-- Kutipan Halaman --
Alas Keras Keramik Basement
Alas
keras keramik basement
Menemani setiap
obrolan-obrolan yang kami bincang
Lagu-lagu yang kami
dendang
Isu-isu buruk yang
kami tendang
Pejabat-pejabat bejat
yang kami serang
Politisi-politisi
korup yang kami buang
Alas keras keramik
basement
Kita namai ini sebuah
sarang
Tempat macan-macan
yang siap berperang
Prajurit sejati yang
membawa pedang
Membantu masyarakat
yang sudah berang
Alas keras keramik
Basement
Debat diskusi mencari
menang
Semua kawan tak ada
curang
berjuang mencari
peluang
Berharap ia akan
datang
Ide-ide cemerlang
yang terang benderang
Pagi
itu seperti biasa aku menghabiskan waktuku dengan membaca buku, tidak ada kuliah.

-- Bahan yang Diberikan --
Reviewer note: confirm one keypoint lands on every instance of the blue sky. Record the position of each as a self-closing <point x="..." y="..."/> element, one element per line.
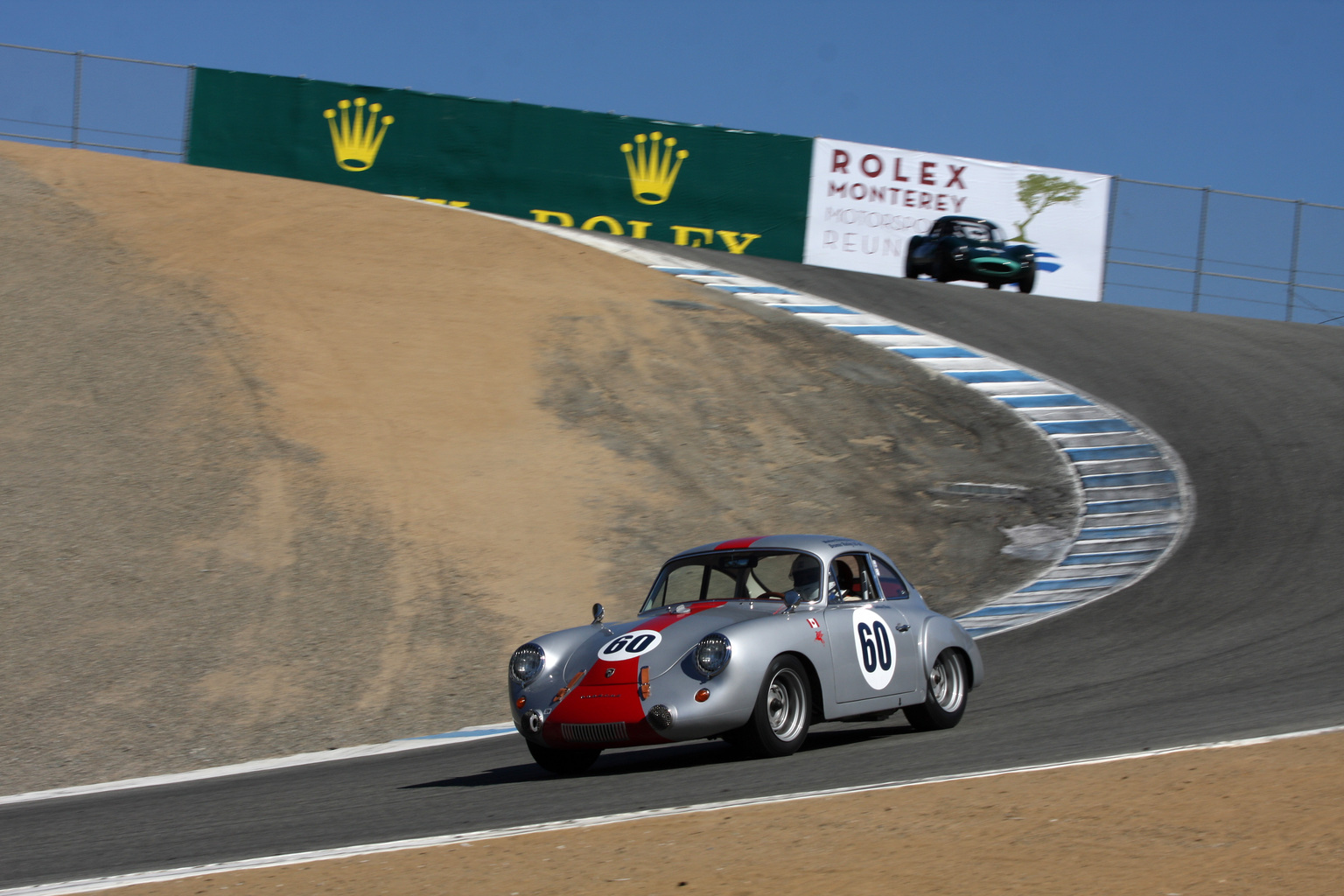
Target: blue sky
<point x="1236" y="95"/>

-- Tugas Latihan --
Jawablah tiga pertanyaan berikut berdasarkan puisi tentang alas keras keramik basement.
1. Apa yang dilakukan terhadap politisi-politisi korup?
2. Tempat itu dinamai apa?
3. Apa yang dibawa oleh prajurit sejati?

-- Jawaban Tugas --
1. Politisi-politisi korup itu dibuang.
2. Tempat itu dinamai sebuah sarang.
3. Prajurit sejati membawa pedang.